▶ _Data records_
__________________________________________________

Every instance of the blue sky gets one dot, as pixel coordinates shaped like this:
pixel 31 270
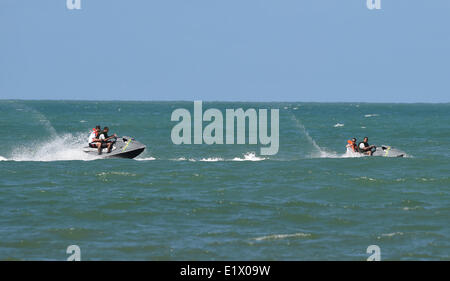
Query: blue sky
pixel 245 50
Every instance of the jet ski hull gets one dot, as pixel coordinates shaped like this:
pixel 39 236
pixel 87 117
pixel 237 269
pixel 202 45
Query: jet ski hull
pixel 383 151
pixel 388 151
pixel 124 147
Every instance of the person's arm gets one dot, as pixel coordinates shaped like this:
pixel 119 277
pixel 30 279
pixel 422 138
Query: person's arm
pixel 111 137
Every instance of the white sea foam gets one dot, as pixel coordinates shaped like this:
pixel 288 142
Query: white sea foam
pixel 283 236
pixel 211 159
pixel 249 156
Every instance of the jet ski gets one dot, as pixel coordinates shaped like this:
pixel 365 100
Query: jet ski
pixel 387 151
pixel 383 151
pixel 124 147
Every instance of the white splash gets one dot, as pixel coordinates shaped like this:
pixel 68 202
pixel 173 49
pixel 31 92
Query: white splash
pixel 249 156
pixel 57 148
pixel 145 159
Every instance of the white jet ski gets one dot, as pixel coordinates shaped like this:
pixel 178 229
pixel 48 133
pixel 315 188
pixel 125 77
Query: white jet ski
pixel 124 147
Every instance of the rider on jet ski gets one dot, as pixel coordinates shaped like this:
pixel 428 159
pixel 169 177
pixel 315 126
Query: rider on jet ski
pixel 105 138
pixel 365 148
pixel 100 139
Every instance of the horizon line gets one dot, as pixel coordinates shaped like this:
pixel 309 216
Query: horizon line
pixel 224 101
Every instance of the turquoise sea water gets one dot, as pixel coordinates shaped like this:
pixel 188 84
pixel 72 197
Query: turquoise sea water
pixel 310 201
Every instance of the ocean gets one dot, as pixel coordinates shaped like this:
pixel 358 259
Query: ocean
pixel 310 201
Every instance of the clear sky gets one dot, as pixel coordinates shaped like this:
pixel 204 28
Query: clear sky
pixel 230 50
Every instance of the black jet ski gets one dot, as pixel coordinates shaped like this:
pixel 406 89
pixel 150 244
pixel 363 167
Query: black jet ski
pixel 383 151
pixel 124 147
pixel 387 151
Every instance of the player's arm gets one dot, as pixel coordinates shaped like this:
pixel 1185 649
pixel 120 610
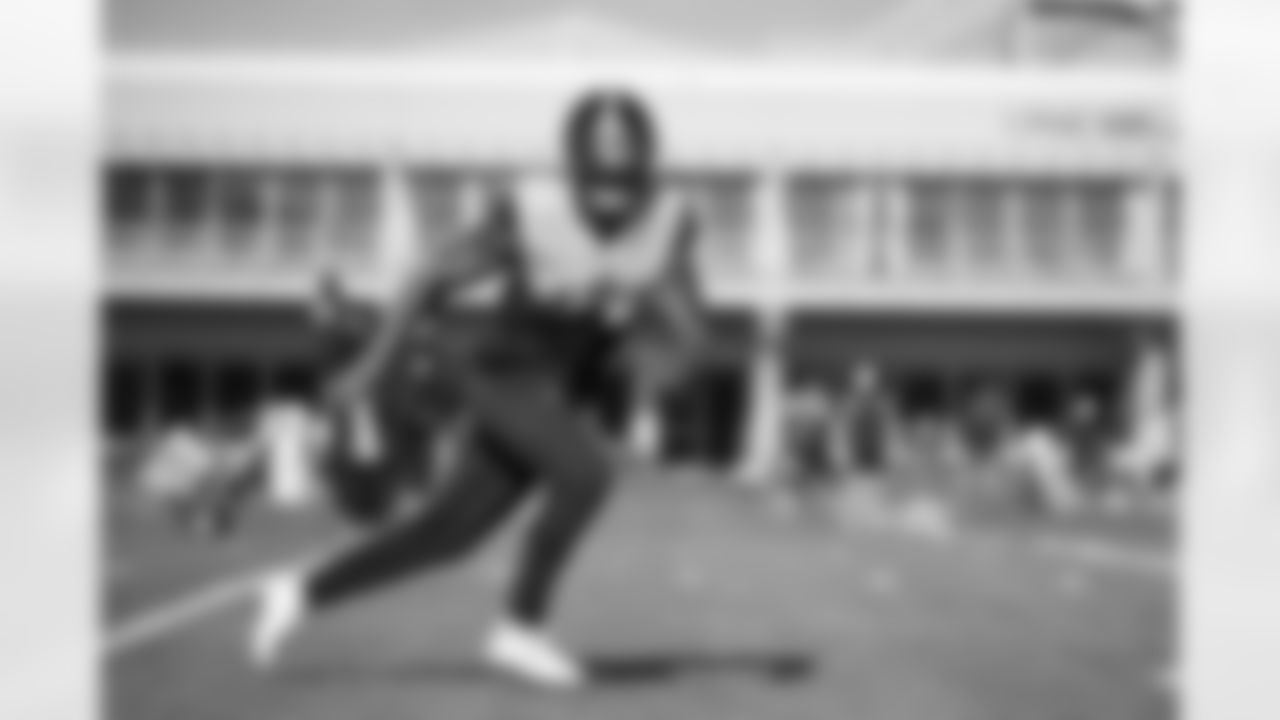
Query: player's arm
pixel 476 254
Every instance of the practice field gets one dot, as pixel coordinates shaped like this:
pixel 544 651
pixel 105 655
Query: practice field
pixel 694 601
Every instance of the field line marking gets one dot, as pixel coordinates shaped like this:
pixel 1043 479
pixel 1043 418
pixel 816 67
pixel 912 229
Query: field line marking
pixel 172 616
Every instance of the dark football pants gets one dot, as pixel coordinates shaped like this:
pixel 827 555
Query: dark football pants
pixel 525 434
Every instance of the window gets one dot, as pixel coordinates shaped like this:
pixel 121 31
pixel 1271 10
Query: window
pixel 242 213
pixel 122 402
pixel 298 213
pixel 186 208
pixel 355 219
pixel 927 228
pixel 126 206
pixel 179 391
pixel 1043 232
pixel 722 205
pixel 440 203
pixel 1101 227
pixel 826 224
pixel 977 224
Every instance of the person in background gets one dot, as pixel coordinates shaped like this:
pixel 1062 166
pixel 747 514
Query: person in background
pixel 862 424
pixel 809 449
pixel 599 292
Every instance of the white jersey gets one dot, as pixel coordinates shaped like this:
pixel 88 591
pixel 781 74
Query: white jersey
pixel 566 264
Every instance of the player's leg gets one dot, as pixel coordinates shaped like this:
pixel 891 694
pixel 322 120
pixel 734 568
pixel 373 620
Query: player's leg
pixel 485 491
pixel 571 460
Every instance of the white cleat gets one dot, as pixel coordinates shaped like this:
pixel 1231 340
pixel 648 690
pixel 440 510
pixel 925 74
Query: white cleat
pixel 279 614
pixel 533 657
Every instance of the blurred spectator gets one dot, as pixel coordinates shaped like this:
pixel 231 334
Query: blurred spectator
pixel 860 422
pixel 1087 441
pixel 808 429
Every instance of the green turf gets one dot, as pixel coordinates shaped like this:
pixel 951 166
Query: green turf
pixel 690 602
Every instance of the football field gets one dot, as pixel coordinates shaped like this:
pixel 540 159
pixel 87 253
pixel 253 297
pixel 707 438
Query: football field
pixel 693 601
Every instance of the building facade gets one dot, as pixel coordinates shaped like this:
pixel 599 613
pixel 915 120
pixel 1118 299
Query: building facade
pixel 954 224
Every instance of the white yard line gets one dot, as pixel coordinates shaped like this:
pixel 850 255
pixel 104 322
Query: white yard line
pixel 173 616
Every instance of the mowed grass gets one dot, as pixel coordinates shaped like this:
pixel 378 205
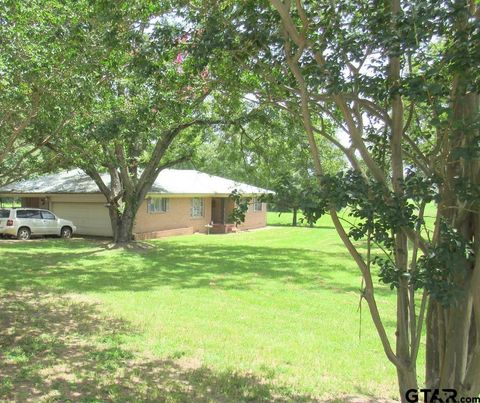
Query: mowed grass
pixel 266 315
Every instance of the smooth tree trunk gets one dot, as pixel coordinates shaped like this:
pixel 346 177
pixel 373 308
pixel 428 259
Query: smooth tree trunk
pixel 122 224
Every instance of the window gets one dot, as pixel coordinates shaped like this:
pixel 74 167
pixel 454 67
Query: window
pixel 29 214
pixel 159 205
pixel 257 205
pixel 46 215
pixel 197 207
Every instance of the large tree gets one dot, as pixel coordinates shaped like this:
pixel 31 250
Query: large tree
pixel 400 79
pixel 39 69
pixel 147 101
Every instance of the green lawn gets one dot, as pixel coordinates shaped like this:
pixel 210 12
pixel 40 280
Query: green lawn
pixel 258 316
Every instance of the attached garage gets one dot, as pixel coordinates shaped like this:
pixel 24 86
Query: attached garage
pixel 90 218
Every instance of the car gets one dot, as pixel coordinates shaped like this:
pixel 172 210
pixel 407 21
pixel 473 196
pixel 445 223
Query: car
pixel 24 223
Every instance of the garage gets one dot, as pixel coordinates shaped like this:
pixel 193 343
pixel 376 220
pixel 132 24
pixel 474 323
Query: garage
pixel 90 218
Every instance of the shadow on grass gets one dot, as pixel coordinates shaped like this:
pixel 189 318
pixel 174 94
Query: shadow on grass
pixel 90 266
pixel 303 226
pixel 57 349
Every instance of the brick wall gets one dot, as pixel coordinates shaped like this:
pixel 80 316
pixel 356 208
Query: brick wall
pixel 177 216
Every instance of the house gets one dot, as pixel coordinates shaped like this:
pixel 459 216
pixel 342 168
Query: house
pixel 180 202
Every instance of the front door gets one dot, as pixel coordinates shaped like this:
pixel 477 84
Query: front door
pixel 218 210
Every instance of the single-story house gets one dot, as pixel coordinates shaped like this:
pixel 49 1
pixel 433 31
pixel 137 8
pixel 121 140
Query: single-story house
pixel 180 202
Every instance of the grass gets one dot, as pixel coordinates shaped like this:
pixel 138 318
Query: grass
pixel 257 316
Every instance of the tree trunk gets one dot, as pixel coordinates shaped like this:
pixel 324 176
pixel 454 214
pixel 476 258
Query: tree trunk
pixel 122 224
pixel 407 379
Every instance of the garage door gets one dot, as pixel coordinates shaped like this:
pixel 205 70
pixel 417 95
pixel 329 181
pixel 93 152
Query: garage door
pixel 90 218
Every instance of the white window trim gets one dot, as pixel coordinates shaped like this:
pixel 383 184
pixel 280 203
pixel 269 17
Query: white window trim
pixel 154 211
pixel 192 207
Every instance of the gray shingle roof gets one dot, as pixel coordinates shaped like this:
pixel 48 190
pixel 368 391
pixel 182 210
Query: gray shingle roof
pixel 170 181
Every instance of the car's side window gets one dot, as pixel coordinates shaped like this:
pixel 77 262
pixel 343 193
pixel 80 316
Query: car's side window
pixel 46 215
pixel 29 214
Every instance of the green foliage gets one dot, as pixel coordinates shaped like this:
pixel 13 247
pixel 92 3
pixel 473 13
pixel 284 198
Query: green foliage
pixel 445 263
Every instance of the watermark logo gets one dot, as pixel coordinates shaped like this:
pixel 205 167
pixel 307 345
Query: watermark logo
pixel 437 396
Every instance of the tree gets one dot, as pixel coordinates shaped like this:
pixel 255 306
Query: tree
pixel 146 111
pixel 270 151
pixel 38 71
pixel 378 71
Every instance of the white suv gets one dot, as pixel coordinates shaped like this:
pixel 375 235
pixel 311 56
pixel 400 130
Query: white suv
pixel 26 222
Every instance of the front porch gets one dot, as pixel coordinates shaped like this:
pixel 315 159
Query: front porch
pixel 222 207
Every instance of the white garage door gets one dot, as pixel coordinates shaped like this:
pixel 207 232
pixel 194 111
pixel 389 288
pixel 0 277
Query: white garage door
pixel 90 218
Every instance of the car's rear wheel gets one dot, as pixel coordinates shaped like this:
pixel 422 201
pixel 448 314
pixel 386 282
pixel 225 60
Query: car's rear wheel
pixel 24 234
pixel 66 232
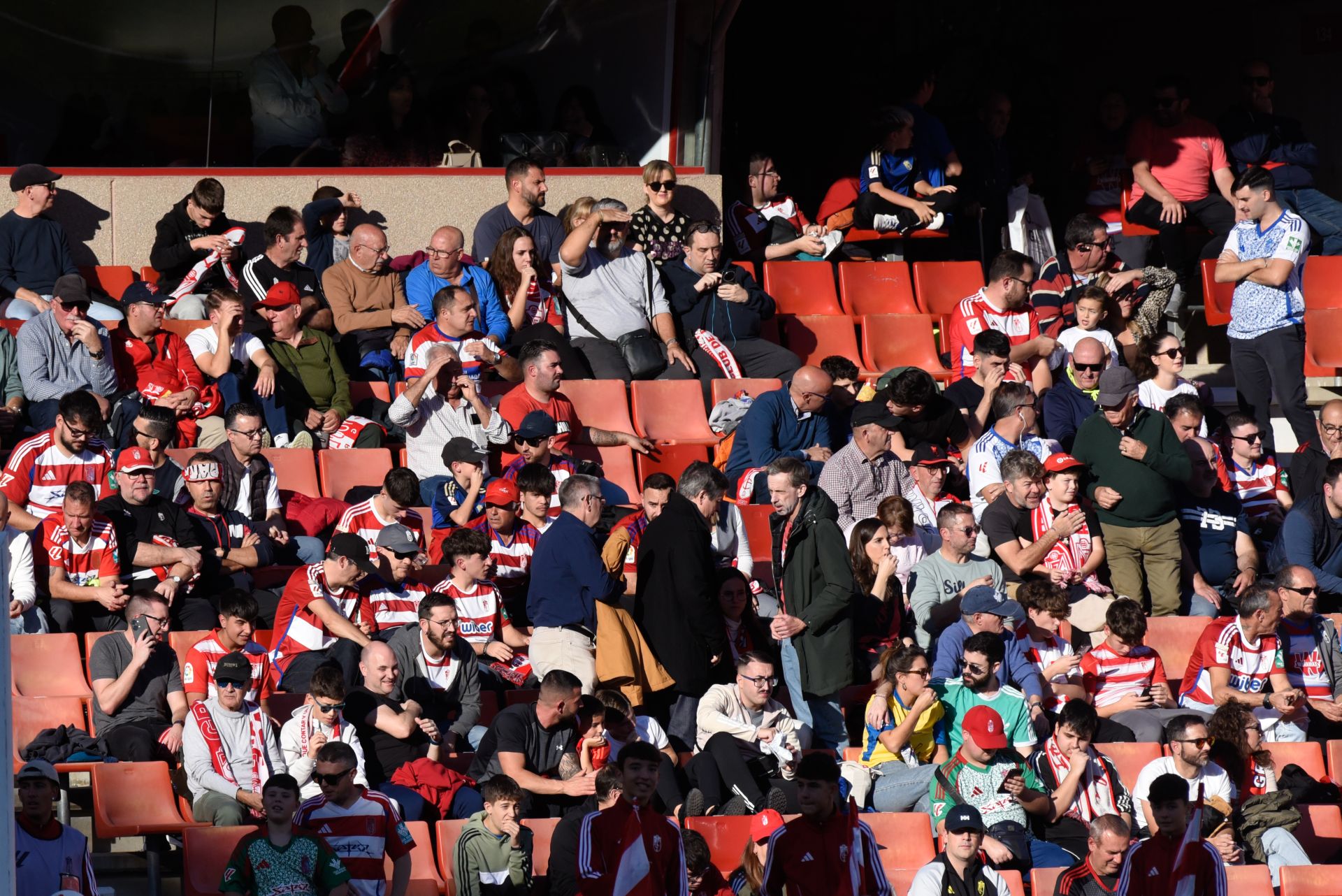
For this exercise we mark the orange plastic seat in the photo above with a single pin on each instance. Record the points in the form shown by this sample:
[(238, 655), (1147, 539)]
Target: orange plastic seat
[(48, 665), (338, 470), (802, 287)]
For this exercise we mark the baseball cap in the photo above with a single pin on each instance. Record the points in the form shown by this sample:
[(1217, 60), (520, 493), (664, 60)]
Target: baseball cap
[(986, 728)]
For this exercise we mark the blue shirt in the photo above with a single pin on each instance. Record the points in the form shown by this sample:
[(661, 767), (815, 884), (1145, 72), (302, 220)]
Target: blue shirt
[(423, 284), (568, 576)]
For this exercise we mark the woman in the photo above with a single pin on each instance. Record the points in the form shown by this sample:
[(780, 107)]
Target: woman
[(905, 753), (656, 229)]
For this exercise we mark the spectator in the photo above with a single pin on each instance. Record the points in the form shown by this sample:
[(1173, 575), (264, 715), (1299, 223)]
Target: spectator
[(1134, 461), (612, 291), (781, 424), (1174, 154), (230, 749), (42, 467), (814, 626), (1073, 398), (77, 565), (317, 616), (1082, 783), (290, 94), (568, 579), (945, 577), (443, 267), (137, 702), (1004, 306), (286, 238), (62, 350)]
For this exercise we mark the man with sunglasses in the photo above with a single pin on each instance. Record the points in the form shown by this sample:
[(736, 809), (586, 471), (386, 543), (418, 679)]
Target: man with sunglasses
[(230, 749)]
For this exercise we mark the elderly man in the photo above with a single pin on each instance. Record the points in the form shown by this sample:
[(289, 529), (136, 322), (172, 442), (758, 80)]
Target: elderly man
[(1136, 461), (784, 423), (1073, 398), (865, 472), (445, 267), (612, 293)]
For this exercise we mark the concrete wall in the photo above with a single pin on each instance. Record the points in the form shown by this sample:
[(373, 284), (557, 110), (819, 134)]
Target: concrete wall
[(110, 217)]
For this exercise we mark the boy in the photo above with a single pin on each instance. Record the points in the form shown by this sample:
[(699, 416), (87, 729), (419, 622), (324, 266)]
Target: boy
[(494, 851), (238, 612), (313, 725), (281, 860)]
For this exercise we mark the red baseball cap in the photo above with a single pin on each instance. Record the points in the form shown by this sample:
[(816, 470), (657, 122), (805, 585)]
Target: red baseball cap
[(986, 728)]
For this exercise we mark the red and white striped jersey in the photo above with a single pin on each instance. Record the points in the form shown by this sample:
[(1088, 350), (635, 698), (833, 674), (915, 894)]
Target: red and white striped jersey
[(361, 836), (1109, 678), (364, 521), (39, 471), (297, 628), (204, 656)]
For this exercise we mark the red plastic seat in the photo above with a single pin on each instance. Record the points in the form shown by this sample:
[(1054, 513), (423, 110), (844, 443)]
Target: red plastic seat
[(338, 470), (802, 287)]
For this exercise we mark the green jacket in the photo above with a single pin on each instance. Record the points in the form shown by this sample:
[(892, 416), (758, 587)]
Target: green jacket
[(487, 865), (310, 376), (818, 588), (1148, 484)]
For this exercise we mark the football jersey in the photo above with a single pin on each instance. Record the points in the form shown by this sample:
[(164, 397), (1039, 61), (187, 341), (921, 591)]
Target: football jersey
[(1223, 646), (38, 471)]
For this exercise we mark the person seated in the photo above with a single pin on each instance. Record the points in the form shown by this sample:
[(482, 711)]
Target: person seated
[(230, 749), (138, 706), (443, 267), (894, 194), (719, 309), (61, 350), (1220, 558), (1003, 305), (611, 291)]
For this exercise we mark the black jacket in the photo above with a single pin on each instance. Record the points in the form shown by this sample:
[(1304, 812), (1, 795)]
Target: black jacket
[(677, 600)]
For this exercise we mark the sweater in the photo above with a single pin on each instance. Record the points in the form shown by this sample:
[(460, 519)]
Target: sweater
[(1148, 484)]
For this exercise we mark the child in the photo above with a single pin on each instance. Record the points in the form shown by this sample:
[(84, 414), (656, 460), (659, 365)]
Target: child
[(281, 860), (494, 851), (315, 723)]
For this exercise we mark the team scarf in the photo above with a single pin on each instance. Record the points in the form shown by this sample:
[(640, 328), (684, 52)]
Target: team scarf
[(235, 236)]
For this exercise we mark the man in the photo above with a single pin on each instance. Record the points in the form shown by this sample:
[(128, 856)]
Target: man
[(1073, 398), (1236, 658), (781, 424), (536, 746), (230, 749), (42, 467), (159, 547), (453, 324), (1003, 305), (525, 208), (360, 825), (439, 405), (612, 291), (317, 614), (62, 350), (48, 853), (138, 706), (1174, 156), (865, 472), (719, 310), (1264, 258), (443, 267), (814, 624), (809, 856), (568, 579), (611, 840), (290, 94), (286, 240), (1134, 461), (677, 598), (958, 867)]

__________________________________________________

▶ _Problem requirements_
Please copy, exactly and with nothing else, the lines above beginning at the line that has "Query: green turf" and ending with the line that has "pixel 378 205".

▶ _Answer to this problem_
Query: green turf
pixel 690 602
Every instance of the football field gets one dot, as pixel coordinates shaped like this:
pixel 540 159
pixel 87 253
pixel 253 297
pixel 707 438
Query: football field
pixel 693 601
Every instance of the building facade gets one dot, as pixel coordinates shaped like this:
pixel 599 613
pixel 915 120
pixel 1118 299
Query: building facade
pixel 954 224
Every instance of the white yard line gets one dot, as pixel coordinates shaped like this:
pixel 850 255
pixel 104 322
Query: white yard line
pixel 173 616
Every instance of the mowed grass gets one dot, as pixel coordinates shaped like this:
pixel 378 205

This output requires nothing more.